— Exercise description —
A faithful, complete transcript of the entries below, without pictures, should be returned.

— Provided data —
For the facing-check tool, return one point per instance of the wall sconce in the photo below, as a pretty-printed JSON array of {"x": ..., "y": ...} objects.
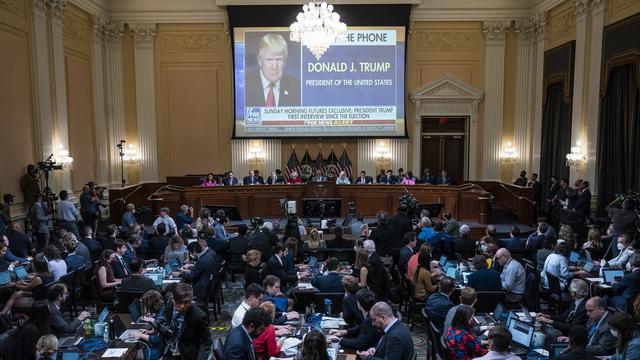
[
  {"x": 576, "y": 158},
  {"x": 130, "y": 157},
  {"x": 509, "y": 156},
  {"x": 65, "y": 159}
]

— Exercise solution —
For the facing-check tool, return one point per instance of the wall sconce in the photo below, as a pretty-printed JSON array of {"x": ..., "y": ...} objects.
[
  {"x": 576, "y": 158},
  {"x": 130, "y": 157},
  {"x": 509, "y": 156},
  {"x": 65, "y": 159}
]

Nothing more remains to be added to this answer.